## [Task data]
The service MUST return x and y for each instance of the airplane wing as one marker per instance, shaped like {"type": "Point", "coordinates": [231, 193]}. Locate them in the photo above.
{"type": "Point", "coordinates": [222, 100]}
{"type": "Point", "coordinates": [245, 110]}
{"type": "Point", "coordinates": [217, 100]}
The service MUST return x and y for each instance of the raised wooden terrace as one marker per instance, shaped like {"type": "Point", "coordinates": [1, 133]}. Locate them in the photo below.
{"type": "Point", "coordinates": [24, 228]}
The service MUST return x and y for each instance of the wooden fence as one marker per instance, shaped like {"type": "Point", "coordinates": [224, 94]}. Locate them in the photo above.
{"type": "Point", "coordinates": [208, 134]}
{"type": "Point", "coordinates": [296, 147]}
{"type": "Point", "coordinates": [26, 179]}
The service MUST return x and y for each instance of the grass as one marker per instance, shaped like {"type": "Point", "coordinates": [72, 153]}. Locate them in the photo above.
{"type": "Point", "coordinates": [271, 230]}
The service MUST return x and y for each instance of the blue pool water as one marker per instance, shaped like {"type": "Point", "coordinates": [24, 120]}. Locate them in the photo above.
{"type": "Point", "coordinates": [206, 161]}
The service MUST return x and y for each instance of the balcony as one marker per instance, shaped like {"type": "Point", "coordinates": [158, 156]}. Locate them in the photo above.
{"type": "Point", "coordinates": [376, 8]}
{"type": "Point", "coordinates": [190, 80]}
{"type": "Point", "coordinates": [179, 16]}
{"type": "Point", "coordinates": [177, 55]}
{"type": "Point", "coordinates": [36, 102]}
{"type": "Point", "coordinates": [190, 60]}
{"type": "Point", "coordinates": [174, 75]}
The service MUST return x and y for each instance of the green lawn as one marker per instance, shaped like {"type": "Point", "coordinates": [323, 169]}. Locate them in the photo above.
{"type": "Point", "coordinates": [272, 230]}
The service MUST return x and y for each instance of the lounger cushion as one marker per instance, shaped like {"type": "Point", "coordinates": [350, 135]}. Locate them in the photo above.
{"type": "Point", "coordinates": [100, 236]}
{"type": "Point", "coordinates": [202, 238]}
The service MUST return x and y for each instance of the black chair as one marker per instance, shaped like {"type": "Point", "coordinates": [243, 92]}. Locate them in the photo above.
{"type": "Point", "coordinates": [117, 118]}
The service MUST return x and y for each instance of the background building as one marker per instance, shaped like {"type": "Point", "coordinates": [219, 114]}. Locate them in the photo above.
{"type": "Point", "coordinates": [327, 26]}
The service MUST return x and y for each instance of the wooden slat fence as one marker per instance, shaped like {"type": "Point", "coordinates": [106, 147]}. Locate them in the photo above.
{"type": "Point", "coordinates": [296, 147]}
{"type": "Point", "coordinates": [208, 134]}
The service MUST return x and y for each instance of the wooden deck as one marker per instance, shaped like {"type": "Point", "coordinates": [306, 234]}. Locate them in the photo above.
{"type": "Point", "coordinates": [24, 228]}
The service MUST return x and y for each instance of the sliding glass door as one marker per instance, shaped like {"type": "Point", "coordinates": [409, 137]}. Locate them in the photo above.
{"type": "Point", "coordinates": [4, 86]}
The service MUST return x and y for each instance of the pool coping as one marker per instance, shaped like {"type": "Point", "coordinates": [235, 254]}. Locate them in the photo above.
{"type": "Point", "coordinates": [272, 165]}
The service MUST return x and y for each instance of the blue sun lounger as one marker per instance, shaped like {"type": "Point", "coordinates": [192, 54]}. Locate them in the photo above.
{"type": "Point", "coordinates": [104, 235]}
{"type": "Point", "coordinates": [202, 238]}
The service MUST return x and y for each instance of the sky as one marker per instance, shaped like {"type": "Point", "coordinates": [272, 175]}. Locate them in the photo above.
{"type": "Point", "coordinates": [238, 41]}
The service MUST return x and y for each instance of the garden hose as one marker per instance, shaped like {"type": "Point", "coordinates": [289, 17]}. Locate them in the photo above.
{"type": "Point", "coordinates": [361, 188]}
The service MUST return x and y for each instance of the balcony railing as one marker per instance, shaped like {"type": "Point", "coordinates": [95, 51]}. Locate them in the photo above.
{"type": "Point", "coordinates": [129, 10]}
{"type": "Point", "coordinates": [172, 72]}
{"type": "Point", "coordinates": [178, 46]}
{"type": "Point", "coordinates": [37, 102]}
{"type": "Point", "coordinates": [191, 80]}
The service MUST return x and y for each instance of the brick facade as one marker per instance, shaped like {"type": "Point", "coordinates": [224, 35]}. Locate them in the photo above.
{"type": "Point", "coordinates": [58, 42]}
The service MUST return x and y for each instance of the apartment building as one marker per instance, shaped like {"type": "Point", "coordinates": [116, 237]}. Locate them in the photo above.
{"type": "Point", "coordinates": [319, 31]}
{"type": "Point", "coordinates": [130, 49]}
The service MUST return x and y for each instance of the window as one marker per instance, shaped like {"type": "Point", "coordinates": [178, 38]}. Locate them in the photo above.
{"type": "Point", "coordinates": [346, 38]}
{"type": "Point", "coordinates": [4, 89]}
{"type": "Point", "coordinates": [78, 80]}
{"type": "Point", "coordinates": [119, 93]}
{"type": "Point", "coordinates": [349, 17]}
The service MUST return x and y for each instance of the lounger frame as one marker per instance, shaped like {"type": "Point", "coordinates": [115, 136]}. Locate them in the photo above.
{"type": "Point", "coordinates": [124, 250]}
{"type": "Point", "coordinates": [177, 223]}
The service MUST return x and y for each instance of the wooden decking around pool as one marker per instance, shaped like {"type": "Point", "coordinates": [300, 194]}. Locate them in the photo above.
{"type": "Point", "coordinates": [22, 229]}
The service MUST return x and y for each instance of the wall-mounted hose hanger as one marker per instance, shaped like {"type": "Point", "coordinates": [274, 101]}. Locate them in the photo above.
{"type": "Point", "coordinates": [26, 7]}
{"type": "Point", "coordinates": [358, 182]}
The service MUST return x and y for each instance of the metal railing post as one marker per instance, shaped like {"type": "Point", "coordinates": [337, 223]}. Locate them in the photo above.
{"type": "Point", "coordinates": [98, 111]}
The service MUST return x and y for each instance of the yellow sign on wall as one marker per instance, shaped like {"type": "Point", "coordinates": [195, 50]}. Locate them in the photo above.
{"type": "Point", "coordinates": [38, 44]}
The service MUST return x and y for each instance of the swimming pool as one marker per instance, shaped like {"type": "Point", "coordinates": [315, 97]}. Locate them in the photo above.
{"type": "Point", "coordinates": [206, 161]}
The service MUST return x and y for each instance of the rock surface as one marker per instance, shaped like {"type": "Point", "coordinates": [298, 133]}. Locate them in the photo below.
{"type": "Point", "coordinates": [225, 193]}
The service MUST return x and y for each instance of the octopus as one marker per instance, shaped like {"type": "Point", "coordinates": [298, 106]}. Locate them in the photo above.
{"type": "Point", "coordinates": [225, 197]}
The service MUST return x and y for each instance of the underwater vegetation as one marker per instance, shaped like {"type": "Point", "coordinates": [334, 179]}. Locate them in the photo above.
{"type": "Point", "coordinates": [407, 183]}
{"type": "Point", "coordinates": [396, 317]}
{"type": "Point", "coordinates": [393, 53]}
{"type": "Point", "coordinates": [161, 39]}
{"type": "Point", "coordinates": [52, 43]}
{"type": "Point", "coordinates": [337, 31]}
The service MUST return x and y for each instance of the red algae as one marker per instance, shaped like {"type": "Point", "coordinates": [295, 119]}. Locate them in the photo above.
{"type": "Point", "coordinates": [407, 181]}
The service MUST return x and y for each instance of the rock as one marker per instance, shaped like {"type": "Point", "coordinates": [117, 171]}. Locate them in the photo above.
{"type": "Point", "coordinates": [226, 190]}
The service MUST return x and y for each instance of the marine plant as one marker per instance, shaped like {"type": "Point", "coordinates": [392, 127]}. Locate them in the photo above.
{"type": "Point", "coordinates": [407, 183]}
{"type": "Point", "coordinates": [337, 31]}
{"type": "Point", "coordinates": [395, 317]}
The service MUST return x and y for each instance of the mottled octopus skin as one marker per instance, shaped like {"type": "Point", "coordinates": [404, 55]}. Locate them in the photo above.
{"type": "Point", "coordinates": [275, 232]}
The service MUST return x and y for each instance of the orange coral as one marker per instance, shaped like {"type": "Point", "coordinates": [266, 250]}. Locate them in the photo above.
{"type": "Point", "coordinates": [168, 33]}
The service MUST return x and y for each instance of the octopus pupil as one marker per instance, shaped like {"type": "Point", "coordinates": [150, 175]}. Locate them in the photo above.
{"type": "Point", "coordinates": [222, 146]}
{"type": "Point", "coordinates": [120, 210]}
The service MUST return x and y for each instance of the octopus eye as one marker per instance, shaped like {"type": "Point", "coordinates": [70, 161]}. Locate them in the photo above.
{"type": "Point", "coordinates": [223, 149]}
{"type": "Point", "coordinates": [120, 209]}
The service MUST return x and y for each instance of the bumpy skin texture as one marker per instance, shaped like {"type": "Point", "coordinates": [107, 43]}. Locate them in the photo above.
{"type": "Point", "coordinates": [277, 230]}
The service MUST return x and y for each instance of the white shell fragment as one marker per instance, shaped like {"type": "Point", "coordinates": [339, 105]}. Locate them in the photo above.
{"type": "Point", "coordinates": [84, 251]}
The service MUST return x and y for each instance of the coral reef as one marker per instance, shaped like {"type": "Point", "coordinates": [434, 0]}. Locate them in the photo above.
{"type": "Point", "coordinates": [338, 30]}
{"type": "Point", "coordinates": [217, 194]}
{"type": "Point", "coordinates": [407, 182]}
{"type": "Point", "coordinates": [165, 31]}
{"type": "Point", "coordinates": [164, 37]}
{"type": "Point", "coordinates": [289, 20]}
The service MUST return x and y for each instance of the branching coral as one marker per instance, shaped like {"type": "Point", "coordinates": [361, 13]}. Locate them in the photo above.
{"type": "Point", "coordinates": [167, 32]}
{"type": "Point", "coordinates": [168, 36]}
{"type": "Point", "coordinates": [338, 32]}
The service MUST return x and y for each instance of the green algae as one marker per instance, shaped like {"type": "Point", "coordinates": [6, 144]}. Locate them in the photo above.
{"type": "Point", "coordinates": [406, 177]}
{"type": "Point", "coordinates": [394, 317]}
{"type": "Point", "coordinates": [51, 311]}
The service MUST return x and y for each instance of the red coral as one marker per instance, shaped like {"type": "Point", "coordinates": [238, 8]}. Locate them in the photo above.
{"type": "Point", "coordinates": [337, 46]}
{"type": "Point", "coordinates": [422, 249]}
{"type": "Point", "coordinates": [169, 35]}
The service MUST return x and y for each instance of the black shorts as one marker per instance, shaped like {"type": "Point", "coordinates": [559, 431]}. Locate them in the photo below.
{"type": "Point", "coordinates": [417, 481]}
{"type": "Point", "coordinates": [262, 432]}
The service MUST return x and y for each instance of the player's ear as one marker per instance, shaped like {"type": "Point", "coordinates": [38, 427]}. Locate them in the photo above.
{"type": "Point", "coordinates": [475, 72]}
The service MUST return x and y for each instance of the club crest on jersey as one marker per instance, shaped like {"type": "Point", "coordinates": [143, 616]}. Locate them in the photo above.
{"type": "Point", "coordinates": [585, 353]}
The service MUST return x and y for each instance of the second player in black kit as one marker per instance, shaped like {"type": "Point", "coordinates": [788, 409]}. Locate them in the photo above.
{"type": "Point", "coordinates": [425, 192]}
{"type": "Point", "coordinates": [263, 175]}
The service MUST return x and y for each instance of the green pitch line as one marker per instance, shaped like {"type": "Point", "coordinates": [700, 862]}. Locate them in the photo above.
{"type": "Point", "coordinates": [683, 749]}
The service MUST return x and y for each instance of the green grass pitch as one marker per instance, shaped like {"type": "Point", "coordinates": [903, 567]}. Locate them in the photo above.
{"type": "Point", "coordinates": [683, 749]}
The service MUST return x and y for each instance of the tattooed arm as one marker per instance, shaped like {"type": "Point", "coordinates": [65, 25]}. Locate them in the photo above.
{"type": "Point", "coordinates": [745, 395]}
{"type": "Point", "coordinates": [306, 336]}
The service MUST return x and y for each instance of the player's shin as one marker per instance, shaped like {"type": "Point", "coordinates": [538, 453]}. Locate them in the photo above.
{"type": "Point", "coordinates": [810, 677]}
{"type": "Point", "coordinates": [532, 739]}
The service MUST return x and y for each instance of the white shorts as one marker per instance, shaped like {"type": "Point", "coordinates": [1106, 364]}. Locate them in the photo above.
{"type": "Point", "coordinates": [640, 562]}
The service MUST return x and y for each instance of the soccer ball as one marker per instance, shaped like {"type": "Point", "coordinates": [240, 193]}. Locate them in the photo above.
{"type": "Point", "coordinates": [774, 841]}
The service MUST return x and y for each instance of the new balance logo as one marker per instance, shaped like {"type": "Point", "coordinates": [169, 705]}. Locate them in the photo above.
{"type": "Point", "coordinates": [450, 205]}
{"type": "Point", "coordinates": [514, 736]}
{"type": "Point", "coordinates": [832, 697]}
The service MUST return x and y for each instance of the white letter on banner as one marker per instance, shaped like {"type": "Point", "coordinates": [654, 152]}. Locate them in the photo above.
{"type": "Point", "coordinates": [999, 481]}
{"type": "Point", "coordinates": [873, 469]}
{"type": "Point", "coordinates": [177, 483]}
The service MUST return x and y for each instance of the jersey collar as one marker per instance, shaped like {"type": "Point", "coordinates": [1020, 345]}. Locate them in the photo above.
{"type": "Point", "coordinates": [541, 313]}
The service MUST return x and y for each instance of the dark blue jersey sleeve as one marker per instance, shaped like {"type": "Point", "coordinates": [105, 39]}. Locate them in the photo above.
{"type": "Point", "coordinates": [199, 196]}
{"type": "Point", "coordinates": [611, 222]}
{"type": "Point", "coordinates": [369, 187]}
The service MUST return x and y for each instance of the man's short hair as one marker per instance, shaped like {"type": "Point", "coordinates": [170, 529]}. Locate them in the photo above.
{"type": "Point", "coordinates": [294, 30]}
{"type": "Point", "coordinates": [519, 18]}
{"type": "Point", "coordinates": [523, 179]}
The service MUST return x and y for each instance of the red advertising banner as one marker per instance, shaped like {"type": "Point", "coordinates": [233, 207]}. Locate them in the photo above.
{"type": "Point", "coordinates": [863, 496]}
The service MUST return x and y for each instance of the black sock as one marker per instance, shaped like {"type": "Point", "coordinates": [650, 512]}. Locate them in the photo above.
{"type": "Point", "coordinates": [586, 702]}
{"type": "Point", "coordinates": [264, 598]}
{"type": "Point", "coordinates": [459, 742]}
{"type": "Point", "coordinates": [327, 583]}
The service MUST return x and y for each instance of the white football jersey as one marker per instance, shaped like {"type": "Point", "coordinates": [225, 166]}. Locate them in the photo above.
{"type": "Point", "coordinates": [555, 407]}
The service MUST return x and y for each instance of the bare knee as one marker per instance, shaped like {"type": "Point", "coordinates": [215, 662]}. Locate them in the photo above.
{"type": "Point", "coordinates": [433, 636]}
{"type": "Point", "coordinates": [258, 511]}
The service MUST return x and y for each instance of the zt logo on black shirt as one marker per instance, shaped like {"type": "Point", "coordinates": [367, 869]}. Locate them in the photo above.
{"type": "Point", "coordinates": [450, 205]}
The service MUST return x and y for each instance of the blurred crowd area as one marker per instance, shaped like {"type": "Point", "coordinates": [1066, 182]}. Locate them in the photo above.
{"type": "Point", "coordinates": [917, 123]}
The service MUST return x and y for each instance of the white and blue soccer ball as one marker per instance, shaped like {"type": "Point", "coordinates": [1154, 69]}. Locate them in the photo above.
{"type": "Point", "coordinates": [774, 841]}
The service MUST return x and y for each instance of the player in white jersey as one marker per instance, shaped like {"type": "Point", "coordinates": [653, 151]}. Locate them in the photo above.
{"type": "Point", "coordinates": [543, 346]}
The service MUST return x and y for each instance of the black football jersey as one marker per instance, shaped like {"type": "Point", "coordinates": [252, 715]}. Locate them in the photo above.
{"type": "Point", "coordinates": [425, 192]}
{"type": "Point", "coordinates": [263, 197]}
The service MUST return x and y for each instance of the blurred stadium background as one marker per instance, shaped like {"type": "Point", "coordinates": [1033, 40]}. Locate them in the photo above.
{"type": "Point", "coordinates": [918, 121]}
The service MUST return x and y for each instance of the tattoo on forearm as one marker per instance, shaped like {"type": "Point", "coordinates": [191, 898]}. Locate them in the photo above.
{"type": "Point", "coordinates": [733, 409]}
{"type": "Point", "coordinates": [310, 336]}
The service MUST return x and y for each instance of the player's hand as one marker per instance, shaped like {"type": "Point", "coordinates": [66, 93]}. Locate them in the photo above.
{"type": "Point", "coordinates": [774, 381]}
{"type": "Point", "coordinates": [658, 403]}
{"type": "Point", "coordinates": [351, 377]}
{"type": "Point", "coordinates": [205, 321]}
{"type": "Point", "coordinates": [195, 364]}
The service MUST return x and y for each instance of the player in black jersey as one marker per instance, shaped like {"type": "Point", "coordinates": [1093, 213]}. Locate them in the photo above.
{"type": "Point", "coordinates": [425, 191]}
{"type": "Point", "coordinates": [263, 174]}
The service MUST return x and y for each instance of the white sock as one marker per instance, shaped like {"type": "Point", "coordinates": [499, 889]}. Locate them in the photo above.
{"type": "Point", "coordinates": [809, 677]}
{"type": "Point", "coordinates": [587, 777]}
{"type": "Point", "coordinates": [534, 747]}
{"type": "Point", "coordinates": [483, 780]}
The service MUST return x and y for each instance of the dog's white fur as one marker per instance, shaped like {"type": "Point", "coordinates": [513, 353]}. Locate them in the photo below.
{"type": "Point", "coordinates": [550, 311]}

## [Objective]
Find the line containing "the tattoo on" in the material above. Print it and every line after it through the end, exactly and only those.

## [Worked solution]
The service MUST return x and y for each instance of the tattoo on forearm as one marker per instance, shaped like {"type": "Point", "coordinates": [191, 898]}. Locate them in the photo above.
{"type": "Point", "coordinates": [733, 409]}
{"type": "Point", "coordinates": [310, 336]}
The service MUST return x and y for each instance of the player's hand as one marker per instance, shaped like {"type": "Point", "coordinates": [66, 93]}. Locate them in the photo above.
{"type": "Point", "coordinates": [774, 381]}
{"type": "Point", "coordinates": [658, 403]}
{"type": "Point", "coordinates": [351, 377]}
{"type": "Point", "coordinates": [205, 321]}
{"type": "Point", "coordinates": [195, 364]}
The service MUST return x and y for each instance of the player in black jersey as one marker per instance, shaped like {"type": "Point", "coordinates": [1093, 213]}. Locate them in the photo above.
{"type": "Point", "coordinates": [425, 191]}
{"type": "Point", "coordinates": [263, 174]}
The service MUST return x and y for each instance of the white sock as one marker per instance, shaped like {"type": "Point", "coordinates": [499, 889]}. Locate them in the photo above.
{"type": "Point", "coordinates": [809, 677]}
{"type": "Point", "coordinates": [587, 777]}
{"type": "Point", "coordinates": [534, 747]}
{"type": "Point", "coordinates": [483, 780]}
The service MUST return x and y for each instance of the dog's white fur as one marker per instance, shaped like {"type": "Point", "coordinates": [513, 353]}. Locate them in the photo below.
{"type": "Point", "coordinates": [550, 311]}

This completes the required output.